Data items
- - - -

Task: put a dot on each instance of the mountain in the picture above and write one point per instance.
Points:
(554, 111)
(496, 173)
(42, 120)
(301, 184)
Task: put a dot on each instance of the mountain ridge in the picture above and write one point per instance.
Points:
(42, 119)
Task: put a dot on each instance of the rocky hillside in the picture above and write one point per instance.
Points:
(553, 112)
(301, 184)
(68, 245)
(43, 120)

- - - -

If the string "mountain" is in a line of the entries, pick that line out.

ANSWER SECTION
Task: put a dot on each instance of the mountain in the picture above and write one point per instance.
Task: put a dot on each instance of the mountain ridge in the picture above and write one point per instance.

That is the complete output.